* _Exercise instructions_
A - In the medical insurance analysis below, list every variable name that a line of code assigns a value to.
B - Continue the medical insurance analysis below, picking up after its final sentence.

* _Text_
The average age of the patients is 39.22 years, which is quite representative of a whole population. Thus, our data is not going to be over represented by young or old patients, that can affect to the charges.

In [18]:
high_age_avg = medical_insurance.loc[medical_insurance['age'] > medical_insurance.age.mean(), 'charges'].mean()
high_age_avg

16430.512562364456

In [19]:
low_age_avg = medical_insurance.loc[medical_insurance['age'] < medical_insurance.age.mean(), 'charges'].mean()
low_age_avg

10157.217580636494

Customers with ages higher than the mean have higher costs. The average cost for high age customers does not reach double the value of the lower age customer costs but it is close to it.

### Male vs. female patients

In [11]:
sex_different = sex.value_counts()
sex_different

male      675
female    662
Name: sex, dtype: int64

There is a similar distribution of male and female patients, which makes our data quite homogeneous.

* _Listed entries_
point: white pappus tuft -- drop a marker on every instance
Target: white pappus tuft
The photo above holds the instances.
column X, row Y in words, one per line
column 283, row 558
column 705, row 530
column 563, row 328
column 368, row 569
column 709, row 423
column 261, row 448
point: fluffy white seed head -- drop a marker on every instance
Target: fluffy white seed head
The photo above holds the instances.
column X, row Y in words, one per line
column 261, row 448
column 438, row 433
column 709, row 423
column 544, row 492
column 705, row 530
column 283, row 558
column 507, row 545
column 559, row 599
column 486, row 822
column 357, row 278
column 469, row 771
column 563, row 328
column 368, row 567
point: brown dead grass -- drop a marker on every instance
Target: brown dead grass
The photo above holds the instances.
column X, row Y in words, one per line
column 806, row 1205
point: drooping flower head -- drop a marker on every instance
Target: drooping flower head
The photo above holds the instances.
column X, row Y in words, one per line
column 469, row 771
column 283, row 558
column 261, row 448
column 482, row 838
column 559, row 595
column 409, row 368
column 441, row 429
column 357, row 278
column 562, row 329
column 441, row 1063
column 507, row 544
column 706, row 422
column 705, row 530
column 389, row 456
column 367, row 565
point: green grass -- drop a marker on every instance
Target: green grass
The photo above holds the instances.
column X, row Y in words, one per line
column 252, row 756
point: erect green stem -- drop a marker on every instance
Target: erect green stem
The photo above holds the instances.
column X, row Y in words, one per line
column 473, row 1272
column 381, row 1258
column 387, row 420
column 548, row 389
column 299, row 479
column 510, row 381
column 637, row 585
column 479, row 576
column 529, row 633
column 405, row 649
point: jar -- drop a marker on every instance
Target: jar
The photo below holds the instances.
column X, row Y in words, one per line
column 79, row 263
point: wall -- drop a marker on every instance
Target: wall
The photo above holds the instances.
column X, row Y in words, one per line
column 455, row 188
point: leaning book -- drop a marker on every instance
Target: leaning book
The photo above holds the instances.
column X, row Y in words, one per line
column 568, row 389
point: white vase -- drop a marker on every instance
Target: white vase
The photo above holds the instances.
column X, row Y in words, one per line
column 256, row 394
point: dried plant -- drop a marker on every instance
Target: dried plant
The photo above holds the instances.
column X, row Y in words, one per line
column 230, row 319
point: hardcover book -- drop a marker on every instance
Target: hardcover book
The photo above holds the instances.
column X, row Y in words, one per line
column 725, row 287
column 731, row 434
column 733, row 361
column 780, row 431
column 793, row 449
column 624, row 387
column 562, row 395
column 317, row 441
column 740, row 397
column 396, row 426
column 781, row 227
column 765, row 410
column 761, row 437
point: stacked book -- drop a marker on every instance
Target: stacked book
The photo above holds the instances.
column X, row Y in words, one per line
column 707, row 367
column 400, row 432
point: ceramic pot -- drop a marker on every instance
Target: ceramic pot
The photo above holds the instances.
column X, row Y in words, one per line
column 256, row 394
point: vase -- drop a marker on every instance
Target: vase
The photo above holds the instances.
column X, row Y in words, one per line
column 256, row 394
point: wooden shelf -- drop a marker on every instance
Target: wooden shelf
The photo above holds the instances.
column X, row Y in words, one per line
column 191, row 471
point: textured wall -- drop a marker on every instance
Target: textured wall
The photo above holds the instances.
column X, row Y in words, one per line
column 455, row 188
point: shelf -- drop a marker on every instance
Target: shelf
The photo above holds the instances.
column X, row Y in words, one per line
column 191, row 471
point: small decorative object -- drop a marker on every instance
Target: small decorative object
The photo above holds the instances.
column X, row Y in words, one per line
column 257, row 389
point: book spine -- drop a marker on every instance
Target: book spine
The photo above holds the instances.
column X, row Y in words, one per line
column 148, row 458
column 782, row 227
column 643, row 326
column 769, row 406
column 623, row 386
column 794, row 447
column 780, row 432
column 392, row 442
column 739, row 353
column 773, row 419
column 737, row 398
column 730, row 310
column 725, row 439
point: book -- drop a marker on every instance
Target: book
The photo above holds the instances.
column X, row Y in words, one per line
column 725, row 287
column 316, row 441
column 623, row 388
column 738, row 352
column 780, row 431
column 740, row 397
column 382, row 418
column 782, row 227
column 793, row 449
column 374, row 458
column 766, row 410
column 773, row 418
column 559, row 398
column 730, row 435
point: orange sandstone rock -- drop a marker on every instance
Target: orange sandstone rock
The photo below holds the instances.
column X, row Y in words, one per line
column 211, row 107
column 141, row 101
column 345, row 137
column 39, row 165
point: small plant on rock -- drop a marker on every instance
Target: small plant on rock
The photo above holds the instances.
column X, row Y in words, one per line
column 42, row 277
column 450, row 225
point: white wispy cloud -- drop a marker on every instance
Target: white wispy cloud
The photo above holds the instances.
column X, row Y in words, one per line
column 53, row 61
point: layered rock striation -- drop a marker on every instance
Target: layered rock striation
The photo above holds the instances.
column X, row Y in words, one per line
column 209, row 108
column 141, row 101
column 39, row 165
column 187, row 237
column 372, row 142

* _Answers per task_
A - high_age_avg, low_age_avg, sex_different

B -
In [16]:
female_avg = medical_insurance.loc[medical_insurance['sex'] == 'female', 'charges'].mean()
female_avg

12569.57884383534

In [17]:
male_avg = medical_insurance.loc[medical_insurance['sex'] == 'male', 'charges'].mean()
male_avg

13974.998863762954

Apparently, males pay around 1400 more than females. This fact can be done for various reasons, but it is important to take it into account for further analysis.

### Regions 

In [13]:
region_different = region.unique()
region_different

array(['southwest', 'southeast', 'northwest', 'northeast'], dtype=object)

In [18]:
sw_avg = medical_insurance.loc[medical_insurance['region'] == 'southwest', 'charges'].mean()
sw_avg

12346.93737729231

In [20]:
nw_avg = medical_insurance.loc[medical_insurance['region'] == 'northwest', 'charges'].mean()
nw_avg

12450.840843950615

In [21]:
ne_avg = medical_insurance.loc[medical_insurance['region'] == 'northeast', 'charges'].mean()
ne_avg

13406.3845163858

In [19]:
se_avg = medical_insurance.loc[medical_insurance['region'] == 'southeast', 'charges'].mean()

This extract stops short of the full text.